フォティニ・クリスティア マサチューセッツ工科大学政治学助教授
マイケル・センプル 南アジア研究者

Flipping the Taliban ― How to Win in Afghanistan

Fotini Christia 
ハーバード大学博士課程を経て、2008年秋から、マサチューセッツ工科大学政治学助教授に。専門は民族問題と内戦。アカデミックな研究だけでなく、アフガンを含む中央アジア、中東に関する論説記事をメディアで発表してきた。
Michael Semple
アイルランド出身のアフガン、パキスタンの研究者で、タリバーンと接触し、対話を試みた経験がある。タイム誌電子版(2007年12月27日)によれば、欧州連合(EU)のアフガン・ミッションの責任者だったセンプルは、国連のメルビン・パターソンとともに、タリバーン武装勢力と接触し、交渉を試みたという理由で「アフガンの国益に反する行動をとった」とされ、同国政府によってアフガンから追放された。

_短い練習_
上の本文抜粋によると、センプルは誰とともにタリバーン武装勢力と接触し、交渉を試みたとされていますか？

_データ抜粋_
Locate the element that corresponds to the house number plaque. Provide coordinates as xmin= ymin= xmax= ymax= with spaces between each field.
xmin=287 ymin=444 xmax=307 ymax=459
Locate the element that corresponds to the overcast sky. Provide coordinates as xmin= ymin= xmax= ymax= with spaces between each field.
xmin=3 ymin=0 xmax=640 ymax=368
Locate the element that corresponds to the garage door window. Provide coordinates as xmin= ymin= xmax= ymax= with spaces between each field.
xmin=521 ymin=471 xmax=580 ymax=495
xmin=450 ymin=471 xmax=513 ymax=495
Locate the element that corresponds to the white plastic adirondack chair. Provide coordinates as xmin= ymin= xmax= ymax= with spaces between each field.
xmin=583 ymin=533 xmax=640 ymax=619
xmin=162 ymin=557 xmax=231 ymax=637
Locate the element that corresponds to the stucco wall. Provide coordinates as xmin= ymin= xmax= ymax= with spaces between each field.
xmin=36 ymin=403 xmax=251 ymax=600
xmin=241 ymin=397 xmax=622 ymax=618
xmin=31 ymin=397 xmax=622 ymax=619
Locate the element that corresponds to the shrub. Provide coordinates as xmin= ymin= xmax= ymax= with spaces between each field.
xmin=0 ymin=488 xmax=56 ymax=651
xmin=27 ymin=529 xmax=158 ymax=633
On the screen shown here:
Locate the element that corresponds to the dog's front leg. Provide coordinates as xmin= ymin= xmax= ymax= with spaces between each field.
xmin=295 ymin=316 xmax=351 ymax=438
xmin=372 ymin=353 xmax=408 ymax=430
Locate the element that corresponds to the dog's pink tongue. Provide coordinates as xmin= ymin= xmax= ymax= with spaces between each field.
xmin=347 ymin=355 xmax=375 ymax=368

_解答_
国連のメルビン・パターソン